WORK INSTRUCTIONS.
Quote the text of the records below line for line, omitting the pictures.
══════════
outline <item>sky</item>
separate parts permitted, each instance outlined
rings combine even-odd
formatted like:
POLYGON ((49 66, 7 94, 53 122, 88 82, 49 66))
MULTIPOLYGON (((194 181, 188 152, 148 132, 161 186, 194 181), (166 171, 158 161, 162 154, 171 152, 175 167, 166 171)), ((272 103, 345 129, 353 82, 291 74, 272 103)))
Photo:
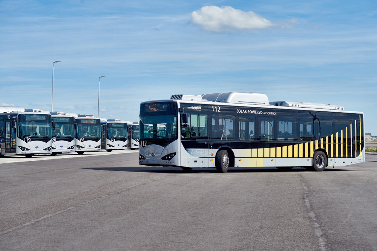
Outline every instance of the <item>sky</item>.
POLYGON ((0 1, 0 105, 137 120, 176 94, 363 112, 377 135, 377 1, 0 1))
══════════
REPLY TO THE TASK.
outline <item>sky</item>
separate parts permitted, each instance outlined
rings combine even-odd
formatted like:
POLYGON ((49 66, 7 94, 53 122, 88 82, 49 66))
MULTIPOLYGON (((194 181, 188 152, 148 132, 161 186, 194 181), (166 171, 158 161, 162 154, 171 152, 175 167, 166 171)), ((272 103, 345 129, 353 82, 291 74, 272 103)))
Photo:
Outline every instance of the <item>sky</item>.
POLYGON ((0 1, 0 105, 137 120, 176 94, 363 112, 377 135, 377 1, 0 1))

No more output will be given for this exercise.